Task instructions ::
Convert every line of the rows below into a JSON list of strings with one string per line, omitting blank lines and leaving the pictures out of the answer.
# Start of Working data
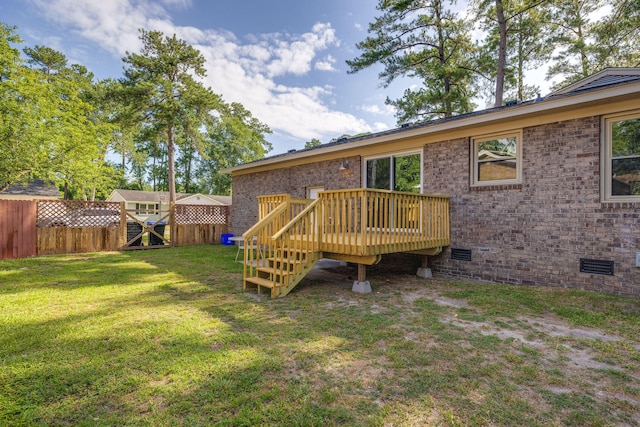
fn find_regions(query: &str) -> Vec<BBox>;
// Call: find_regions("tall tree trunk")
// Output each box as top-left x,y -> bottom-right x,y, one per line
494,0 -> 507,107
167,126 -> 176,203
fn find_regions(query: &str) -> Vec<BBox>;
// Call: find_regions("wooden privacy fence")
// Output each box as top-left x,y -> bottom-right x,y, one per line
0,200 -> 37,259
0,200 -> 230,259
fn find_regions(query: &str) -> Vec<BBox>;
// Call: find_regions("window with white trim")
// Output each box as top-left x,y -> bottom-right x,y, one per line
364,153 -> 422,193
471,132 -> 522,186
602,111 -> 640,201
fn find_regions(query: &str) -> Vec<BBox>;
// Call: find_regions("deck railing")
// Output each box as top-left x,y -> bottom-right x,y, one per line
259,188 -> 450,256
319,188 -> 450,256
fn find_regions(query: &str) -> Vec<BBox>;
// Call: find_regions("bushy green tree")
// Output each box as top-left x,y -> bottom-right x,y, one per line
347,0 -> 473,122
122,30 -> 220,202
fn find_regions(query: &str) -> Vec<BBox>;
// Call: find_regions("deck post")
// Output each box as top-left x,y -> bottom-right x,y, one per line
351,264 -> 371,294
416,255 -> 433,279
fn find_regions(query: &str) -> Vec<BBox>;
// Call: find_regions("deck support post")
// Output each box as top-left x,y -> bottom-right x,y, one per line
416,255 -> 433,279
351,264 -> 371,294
# End of Working data
Task answer ::
[
  "fn find_regions(query: &str) -> Vec<BBox>;",
  "// Call: find_regions(\"tall tree trunk\")",
  "// Output each box as top-left x,y -> bottom-right x,y, one per line",
  "494,0 -> 507,107",
  "167,126 -> 176,203",
  "fn find_regions(query: &str) -> Vec<BBox>;",
  "// Call: find_regions(\"wooden privacy fence\")",
  "// Output each box as top-left x,y -> bottom-right x,y, one per line",
  "0,200 -> 37,259",
  "0,200 -> 230,259",
  "fn find_regions(query: &str) -> Vec<BBox>;",
  "// Call: find_regions(\"window with white trim\")",
  "// Output each box as top-left x,y -> bottom-right x,y, one per line",
  "364,153 -> 422,193",
  "471,132 -> 522,186",
  "602,111 -> 640,201",
  "fn find_regions(query: &str) -> Vec<BBox>;",
  "// Call: find_regions(\"deck railing\")",
  "// Output each box as top-left x,y -> bottom-right x,y, one per line",
  "259,188 -> 450,256",
  "319,188 -> 450,256",
  "fn find_regions(query: &str) -> Vec<BBox>;",
  "// Call: find_regions(\"bushy green tree\")",
  "// Output each box as top-left x,y -> bottom-right x,y, one per line",
  "347,0 -> 473,122",
  "122,30 -> 220,202",
  "fn find_regions(query: &str) -> Vec<BBox>;",
  "// Call: find_regions(\"deck post\")",
  "// Output each box as top-left x,y -> bottom-right x,y, one per line",
  "351,264 -> 371,294",
  "416,255 -> 433,279",
  "fn find_regions(query: &str) -> Vec<BBox>;",
  "// Call: find_regions(\"deck support post\")",
  "// Output each box as top-left x,y -> bottom-right x,y, one per line",
  "416,255 -> 433,279",
  "351,264 -> 371,294"
]